● **Tasks to complete**
1. Answer these questions using the post on XMP metadata, each answer on its own line and marked with the same letter:
(a) What did the author have to compile first because it doesn't ship with the distribution?
(b) Which two XMP dump utilities came with the compiled sample apps?
(c) In the RDF/N3 listing, what value is given for pdf:Producer?
2. Reproduce, unchanged, the section of the post on XMP metadata that opens with the words containing "I’ve been revisiting" and closes with "with the distribution.".

● **Text provided**
▬▬▬▬▬▬
(Update – 2007.07.28: I meant to reference in this entry Pierre Lindenbaum’s post back in May Is there any XMP in scientific pdf ? (No), which btw also references Roderic Page’s post on XMP but forgot to add in the links in my haste to scoot off. Well, truth is we still can’t answer Pierre in the affirmative but at least we can take the first steps towards rectifying this.)
I’ve been revisiting Adobe’s XMP just recently. (I blogged here about the new XMP Toolkit 4.1 back in March.)
I wanted to share some of my early experiences. First off, after a couple of previous attempts which got pushed aside due to other projects, I managed to compile the libraries and the sample apps that ship with the C++ SDK under Xcode on the Mac. I also needed to compile Expat first which doesn’t ship with the distribution.
OK, so far, so good. What this basically leaves one with is a couple of XMP dump utilities (DumpMainXMP and DumpScannedXMP) and two others (XMPCoreCoverage and XMPFilesCoverage) which is a good start anyways for exploring. And turns out that our PDFs already have some workflow metadata in them. This is encouraging because the SDK allows apps to read and update existing XMP packets from files, though not to write new packets into files (as far as I understand).
I thought I would take this opportunity anyway to:
- See what XMP metadata terms we might consider adding
- Try and add these to existing XMP packets
Ugly details are presented below, but by updating the XMP packet metadata in one of our PDFs (Nature 445, 37 (2007), C.J. Hogan) we can teach Acrobat Reader to read – see the “before” (PDF here) and “after” (PDF here) screenshots in the figure.

Of course, this is really about much more than getting Adobe apps to read/write metadata. It’s about using XMP as a standard platform for embedding metadata in digital assets for third-party apps to read/write. If we can put ID3 tags into our podcasts then why not XMP packets into other media?
First a brief digression on XMP packets, which look essentially like this:
<?xpacket begin="..." id="..."?> <x:xmpmeta xmlns:x="adobe:ns:meta/"> <rdf:RDF xmlns:rdf="..." xmlns:...> ... </rdf:RDF> </x:xmpmeta> ... XML whitespace as padding ... <?xpacket end="w"?><rdf:RDF>" element which is optionally wrapped by an "<x:xmpmeta>" element. This XML fragment with trailing XML whitespace is topped and tailed by "<?xpacket>" processing instructions with "begin" and "end" attributes, respectively. The RDF supported is a simple profile of RDF with only certain constructs recognized: scalars, arrays, structures. It is not a means to embed arbitrary RDF/XML structures. But I'll pass on that for now. At first blush it's at least suitable to get a simple dictionary of key/value terms written in, and more besides. The XMP metadata from the PDF file listed above looks as follows in RDF/N3 (which is a more chipper serialization of RDF than is RDF/XML):
<uuid:...> dc:creator "x" ; dc:format "application/pdf" ; dc:title "19.7 N&V.indd NEW.indd"@x-default ; pdf:GTS_PDFXConformance "PDF/X-1a:2001" ; pdf:GTS_PDFXVersion "PDF/X-1:2001" ; pdf:Producer "Acrobat Distiller 6.0.1 for Macintosh" ; pdf:Trapped "False" ; pdfx:GTS_PDFXConformance "PDF/X-1a:2001" ; pdfx:GTS_PDFXVersion "PDF/X-1:2001" ; xap:CreateDate "2007-07-16T09:25:20+01:00" ; xap:CreatorTool "InDesign: pictwpstops filter 1.0" ; xap:MetadataDate "2007-07-16T11:40:21+01:00" ; xap:ModifyDate "2007-07-16T11:40:21+01:00" ; xapMM:DocumentID "uuid:be3a9be5-4e3a-4b66-a50b-26f0a0bfc89d" ; xapMM:InstanceID "uuid:73dcd021-d40a-4cb7-a99b-44f8e90624f4" .
▬▬▬▬▬▬
● **Data provided**

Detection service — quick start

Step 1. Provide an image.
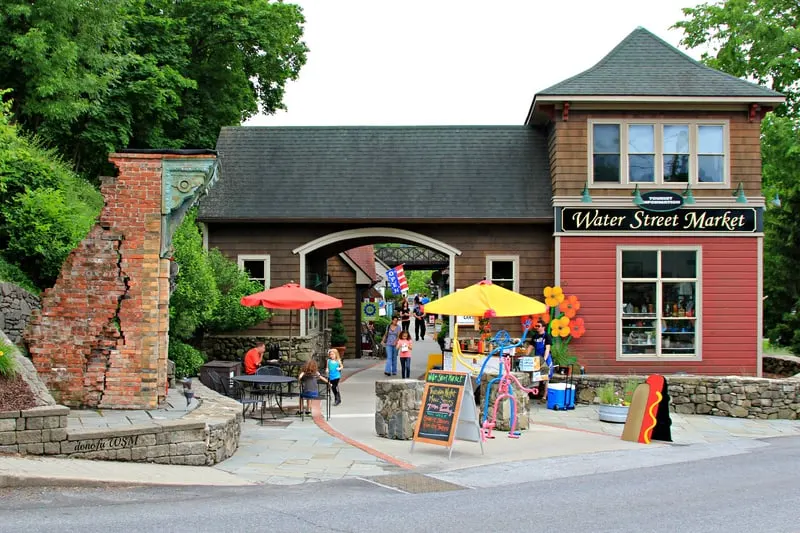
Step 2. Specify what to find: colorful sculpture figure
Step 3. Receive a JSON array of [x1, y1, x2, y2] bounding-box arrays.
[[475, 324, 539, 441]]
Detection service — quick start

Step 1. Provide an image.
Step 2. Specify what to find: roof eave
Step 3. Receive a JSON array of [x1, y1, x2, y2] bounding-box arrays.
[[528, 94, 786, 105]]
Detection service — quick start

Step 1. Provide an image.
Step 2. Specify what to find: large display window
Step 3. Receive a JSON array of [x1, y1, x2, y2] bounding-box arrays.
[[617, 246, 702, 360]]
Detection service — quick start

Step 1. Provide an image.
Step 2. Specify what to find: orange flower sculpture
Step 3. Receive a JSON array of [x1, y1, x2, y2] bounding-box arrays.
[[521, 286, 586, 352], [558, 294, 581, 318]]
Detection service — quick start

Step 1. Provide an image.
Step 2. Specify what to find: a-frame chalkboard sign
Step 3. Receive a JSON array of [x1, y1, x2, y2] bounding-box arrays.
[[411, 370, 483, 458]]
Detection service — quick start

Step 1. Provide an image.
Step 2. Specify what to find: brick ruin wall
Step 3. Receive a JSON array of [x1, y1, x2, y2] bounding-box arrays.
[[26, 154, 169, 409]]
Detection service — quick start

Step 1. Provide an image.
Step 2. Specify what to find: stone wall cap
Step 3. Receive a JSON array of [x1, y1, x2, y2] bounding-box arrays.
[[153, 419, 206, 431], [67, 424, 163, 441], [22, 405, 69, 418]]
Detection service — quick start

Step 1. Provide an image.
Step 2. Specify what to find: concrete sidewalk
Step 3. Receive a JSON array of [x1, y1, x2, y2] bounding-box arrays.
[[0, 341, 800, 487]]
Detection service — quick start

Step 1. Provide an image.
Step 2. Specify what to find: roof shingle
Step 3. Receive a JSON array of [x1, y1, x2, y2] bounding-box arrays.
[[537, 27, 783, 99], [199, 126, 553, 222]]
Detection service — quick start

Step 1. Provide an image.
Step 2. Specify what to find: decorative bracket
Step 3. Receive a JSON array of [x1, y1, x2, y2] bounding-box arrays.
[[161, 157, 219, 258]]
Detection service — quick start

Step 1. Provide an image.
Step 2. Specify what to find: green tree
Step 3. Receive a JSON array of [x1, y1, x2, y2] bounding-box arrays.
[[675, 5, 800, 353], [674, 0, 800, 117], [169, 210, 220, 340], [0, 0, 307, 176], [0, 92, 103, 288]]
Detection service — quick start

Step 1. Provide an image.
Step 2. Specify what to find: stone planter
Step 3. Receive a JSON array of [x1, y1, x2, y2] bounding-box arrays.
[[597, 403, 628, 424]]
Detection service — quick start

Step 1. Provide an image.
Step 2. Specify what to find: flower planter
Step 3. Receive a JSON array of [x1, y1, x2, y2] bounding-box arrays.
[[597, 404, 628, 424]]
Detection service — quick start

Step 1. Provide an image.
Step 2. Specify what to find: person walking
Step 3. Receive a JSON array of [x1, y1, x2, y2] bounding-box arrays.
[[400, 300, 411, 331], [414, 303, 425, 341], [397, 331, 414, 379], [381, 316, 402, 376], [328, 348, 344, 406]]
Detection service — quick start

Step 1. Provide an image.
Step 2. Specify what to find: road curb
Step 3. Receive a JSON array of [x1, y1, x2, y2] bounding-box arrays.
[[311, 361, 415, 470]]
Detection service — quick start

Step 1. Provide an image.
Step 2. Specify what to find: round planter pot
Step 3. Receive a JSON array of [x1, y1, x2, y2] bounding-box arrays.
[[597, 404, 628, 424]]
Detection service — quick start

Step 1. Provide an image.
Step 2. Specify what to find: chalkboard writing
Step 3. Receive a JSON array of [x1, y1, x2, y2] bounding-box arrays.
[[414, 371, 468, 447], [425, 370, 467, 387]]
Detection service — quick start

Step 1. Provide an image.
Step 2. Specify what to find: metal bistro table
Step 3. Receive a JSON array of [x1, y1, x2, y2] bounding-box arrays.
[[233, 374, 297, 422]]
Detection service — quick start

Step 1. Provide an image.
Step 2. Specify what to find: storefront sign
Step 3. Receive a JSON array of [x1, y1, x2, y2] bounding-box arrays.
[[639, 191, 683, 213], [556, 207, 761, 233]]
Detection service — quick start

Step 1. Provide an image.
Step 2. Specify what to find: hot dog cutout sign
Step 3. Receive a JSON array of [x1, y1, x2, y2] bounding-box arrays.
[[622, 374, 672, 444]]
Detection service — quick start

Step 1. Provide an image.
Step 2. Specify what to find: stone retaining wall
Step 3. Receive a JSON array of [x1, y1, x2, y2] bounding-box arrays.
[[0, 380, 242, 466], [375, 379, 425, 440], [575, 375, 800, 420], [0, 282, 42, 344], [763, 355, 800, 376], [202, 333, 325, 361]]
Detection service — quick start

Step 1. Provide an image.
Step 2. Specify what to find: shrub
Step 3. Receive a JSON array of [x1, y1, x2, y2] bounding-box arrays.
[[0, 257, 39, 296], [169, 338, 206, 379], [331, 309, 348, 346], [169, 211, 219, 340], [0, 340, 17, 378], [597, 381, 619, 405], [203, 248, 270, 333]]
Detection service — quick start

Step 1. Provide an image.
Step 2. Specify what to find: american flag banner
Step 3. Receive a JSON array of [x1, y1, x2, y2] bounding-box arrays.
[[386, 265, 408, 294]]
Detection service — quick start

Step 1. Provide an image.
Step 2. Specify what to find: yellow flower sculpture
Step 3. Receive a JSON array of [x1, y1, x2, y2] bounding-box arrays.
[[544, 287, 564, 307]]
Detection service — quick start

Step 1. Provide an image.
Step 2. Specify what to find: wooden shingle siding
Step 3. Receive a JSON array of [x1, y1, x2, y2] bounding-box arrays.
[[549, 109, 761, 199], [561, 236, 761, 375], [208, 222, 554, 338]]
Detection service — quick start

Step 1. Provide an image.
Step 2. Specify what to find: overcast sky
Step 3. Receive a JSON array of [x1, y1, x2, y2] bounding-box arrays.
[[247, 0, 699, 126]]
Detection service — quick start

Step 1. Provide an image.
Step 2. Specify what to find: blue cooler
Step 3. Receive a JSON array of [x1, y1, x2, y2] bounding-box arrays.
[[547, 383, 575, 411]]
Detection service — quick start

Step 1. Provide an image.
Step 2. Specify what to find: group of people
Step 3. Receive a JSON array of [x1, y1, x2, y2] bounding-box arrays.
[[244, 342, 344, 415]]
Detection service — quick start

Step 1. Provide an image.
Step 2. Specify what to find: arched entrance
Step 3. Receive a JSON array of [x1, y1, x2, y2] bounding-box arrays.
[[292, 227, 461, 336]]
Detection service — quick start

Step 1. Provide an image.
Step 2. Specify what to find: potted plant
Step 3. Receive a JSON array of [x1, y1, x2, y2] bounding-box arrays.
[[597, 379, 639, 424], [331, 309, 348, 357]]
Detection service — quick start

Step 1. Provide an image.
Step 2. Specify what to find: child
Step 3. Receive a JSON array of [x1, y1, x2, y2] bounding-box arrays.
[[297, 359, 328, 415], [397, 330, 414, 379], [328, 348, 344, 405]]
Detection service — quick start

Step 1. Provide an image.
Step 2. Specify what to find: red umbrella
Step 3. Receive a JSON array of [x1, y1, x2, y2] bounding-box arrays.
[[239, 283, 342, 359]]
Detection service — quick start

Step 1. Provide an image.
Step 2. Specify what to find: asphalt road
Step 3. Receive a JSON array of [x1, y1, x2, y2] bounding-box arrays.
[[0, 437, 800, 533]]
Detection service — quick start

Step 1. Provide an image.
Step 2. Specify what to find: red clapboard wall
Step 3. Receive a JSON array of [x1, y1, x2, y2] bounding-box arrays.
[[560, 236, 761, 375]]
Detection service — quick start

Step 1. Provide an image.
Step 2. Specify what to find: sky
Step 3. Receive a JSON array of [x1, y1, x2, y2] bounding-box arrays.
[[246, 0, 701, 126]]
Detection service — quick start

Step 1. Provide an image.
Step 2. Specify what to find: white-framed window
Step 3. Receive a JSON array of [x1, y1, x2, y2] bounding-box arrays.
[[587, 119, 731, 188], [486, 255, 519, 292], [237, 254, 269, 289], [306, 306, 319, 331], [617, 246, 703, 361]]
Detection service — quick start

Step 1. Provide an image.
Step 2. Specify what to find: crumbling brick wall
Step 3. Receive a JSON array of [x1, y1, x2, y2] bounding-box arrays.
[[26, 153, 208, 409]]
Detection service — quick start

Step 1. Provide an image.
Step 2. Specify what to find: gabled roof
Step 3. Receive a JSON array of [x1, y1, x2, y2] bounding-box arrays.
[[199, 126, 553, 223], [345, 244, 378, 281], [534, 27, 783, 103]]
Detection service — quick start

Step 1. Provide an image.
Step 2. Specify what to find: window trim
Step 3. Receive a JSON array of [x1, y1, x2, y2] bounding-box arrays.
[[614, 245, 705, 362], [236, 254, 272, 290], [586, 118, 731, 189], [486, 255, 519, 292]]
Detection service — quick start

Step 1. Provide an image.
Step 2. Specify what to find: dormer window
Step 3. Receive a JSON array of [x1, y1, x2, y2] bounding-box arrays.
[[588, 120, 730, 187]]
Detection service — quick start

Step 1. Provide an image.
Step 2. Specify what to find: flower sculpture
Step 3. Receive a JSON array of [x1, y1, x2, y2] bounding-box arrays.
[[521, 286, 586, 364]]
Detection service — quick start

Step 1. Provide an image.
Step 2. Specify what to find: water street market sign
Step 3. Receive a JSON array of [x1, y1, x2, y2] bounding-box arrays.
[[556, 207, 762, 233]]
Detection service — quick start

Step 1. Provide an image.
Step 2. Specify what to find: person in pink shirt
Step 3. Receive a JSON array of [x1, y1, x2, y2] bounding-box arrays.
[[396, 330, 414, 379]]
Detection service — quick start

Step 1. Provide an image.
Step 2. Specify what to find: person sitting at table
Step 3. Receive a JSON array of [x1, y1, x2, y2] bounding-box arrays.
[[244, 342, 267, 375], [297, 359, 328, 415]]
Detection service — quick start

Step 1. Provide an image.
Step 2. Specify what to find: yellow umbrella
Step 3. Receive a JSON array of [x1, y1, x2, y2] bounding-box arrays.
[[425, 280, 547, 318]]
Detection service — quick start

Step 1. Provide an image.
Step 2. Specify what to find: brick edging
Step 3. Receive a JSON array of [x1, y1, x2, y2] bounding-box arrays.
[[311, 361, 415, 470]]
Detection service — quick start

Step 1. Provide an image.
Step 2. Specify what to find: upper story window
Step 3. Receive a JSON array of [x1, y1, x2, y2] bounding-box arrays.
▬▬▬▬▬▬
● **Task-by-task answers**
1.
(a) Expat
(b) DumpMainXMP and DumpScannedXMP
(c) "Acrobat Distiller 6.0.1 for Macintosh"

2.
I’ve been revisiting Adobe’s XMP just recently. (I blogged here about the new XMP Toolkit 4.1 back in March.)
I wanted to share some of my early experiences. First off, after a couple of previous attempts which got pushed aside due to other projects, I managed to compile the libraries and the sample apps that ship with the C++ SDK under Xcode on the Mac. I also needed to compile Expat first which doesn’t ship with the distribution.